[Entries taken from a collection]
BEGIN

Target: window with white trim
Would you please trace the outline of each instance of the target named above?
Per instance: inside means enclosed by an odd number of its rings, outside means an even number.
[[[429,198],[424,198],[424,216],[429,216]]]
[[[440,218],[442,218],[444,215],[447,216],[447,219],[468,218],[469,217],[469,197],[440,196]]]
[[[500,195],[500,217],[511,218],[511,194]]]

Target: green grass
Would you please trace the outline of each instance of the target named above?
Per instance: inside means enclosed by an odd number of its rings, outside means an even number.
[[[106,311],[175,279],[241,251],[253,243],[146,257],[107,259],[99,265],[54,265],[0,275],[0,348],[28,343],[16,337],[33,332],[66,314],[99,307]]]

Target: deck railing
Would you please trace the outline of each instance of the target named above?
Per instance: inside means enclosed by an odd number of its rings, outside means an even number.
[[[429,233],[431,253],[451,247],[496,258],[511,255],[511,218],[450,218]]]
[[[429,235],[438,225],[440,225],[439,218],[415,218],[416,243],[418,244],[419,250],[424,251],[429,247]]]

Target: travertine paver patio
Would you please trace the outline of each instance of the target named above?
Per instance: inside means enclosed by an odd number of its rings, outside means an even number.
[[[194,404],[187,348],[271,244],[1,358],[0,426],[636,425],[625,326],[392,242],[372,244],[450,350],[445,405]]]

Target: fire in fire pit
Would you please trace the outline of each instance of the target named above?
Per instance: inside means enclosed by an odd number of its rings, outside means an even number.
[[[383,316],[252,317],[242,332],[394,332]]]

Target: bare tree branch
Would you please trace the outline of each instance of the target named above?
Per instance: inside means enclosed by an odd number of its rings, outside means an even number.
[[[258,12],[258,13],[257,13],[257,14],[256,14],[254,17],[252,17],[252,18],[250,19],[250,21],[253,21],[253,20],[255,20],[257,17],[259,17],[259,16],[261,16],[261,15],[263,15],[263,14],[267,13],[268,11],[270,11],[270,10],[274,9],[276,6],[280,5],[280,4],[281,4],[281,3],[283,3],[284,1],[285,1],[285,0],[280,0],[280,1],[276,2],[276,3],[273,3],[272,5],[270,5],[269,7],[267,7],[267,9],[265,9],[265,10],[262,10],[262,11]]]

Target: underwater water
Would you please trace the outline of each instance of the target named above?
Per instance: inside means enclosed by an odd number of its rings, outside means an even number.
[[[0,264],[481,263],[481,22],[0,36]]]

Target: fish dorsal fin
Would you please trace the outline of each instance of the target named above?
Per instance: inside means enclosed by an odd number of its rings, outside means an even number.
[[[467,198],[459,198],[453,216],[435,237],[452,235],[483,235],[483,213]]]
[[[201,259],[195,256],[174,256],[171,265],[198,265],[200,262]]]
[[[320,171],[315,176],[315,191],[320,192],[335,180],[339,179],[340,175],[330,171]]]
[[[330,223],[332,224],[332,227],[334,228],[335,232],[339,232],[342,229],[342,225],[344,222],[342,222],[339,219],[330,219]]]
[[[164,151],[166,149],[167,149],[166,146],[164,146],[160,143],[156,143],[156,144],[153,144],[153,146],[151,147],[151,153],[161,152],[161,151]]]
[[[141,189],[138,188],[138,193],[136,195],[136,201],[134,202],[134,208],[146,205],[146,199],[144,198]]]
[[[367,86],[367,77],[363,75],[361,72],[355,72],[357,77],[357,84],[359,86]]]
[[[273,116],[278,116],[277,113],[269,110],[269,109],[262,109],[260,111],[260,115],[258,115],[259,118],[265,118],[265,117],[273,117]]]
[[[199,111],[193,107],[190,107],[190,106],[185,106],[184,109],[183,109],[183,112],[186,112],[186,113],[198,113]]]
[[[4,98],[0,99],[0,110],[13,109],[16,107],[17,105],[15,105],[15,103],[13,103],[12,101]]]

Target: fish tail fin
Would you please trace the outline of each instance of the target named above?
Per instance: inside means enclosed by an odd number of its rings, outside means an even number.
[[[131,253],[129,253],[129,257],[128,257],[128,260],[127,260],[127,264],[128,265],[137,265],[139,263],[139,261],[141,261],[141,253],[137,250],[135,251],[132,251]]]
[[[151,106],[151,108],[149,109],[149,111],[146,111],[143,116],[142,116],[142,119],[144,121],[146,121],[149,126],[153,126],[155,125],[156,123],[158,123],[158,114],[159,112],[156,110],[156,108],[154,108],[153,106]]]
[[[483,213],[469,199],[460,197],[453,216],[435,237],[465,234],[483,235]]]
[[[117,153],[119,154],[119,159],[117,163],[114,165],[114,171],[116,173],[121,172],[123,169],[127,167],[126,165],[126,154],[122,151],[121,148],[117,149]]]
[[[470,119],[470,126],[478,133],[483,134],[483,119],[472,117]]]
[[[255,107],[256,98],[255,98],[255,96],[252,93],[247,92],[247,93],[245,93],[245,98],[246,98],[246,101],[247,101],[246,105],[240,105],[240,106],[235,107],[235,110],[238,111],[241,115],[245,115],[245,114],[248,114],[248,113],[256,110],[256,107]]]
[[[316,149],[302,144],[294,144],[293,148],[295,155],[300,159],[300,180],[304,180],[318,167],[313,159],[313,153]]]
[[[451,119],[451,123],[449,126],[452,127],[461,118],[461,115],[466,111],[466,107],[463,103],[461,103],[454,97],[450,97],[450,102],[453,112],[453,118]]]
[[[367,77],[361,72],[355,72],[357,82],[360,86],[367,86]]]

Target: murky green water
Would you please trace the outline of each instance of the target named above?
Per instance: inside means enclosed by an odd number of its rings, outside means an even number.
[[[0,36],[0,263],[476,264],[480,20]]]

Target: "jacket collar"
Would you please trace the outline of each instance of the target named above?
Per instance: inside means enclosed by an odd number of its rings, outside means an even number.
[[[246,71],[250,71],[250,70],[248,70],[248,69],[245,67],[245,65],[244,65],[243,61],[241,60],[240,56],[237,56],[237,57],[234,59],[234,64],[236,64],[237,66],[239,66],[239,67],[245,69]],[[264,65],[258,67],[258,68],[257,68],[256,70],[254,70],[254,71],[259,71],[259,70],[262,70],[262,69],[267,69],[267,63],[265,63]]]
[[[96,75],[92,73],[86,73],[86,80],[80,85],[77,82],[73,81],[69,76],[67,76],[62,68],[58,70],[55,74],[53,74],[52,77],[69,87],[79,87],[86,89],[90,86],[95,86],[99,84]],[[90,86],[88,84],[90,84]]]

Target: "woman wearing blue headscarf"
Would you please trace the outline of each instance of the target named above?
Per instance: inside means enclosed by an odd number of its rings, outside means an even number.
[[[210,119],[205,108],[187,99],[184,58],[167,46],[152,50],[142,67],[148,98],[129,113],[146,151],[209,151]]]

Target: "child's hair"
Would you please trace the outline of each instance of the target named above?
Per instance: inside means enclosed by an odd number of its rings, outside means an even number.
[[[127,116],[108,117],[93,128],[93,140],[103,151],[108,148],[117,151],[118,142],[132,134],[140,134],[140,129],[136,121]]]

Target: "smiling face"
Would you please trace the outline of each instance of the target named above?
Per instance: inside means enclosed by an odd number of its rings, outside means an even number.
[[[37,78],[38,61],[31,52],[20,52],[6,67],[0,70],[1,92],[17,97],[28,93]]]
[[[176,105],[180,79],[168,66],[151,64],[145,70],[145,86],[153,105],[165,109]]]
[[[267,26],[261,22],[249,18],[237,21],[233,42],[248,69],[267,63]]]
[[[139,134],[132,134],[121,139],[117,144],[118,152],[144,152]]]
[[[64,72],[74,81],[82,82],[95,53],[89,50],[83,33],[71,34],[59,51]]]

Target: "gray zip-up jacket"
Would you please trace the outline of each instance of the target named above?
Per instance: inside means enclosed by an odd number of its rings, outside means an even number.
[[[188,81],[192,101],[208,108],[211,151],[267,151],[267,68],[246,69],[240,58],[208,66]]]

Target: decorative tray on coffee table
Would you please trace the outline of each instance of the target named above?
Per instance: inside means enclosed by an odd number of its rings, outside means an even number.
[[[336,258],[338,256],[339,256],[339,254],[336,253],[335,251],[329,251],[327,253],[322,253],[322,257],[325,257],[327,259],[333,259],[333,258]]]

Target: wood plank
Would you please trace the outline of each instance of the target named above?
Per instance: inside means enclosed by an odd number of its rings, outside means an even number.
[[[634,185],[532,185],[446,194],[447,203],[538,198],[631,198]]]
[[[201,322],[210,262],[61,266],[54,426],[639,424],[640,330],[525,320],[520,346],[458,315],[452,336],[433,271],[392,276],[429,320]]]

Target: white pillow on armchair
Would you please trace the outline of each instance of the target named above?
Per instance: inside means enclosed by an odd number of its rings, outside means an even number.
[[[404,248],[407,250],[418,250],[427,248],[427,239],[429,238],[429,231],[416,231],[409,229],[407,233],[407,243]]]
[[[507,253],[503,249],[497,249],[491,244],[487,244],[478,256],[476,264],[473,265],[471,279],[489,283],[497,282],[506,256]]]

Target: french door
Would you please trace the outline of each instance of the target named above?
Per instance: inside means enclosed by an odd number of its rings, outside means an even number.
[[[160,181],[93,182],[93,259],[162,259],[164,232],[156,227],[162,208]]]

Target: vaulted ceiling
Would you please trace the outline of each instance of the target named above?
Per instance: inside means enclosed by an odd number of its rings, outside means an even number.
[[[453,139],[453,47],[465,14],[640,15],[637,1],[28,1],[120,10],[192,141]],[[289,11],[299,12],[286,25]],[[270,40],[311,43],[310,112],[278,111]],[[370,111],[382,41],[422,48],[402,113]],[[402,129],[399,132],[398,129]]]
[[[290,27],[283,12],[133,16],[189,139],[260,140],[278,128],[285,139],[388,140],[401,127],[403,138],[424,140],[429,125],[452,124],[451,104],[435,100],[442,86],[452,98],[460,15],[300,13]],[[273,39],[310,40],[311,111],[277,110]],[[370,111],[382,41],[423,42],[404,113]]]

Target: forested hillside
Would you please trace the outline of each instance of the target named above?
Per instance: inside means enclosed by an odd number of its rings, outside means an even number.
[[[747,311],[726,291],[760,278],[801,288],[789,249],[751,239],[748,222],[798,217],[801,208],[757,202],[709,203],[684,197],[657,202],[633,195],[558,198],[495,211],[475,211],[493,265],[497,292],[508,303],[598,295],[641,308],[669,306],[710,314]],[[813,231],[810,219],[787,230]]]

END

What you are asked to do: Determine the number of lines in the data that contain "fish" as a word or string, and state only that number.

Exercise result: 2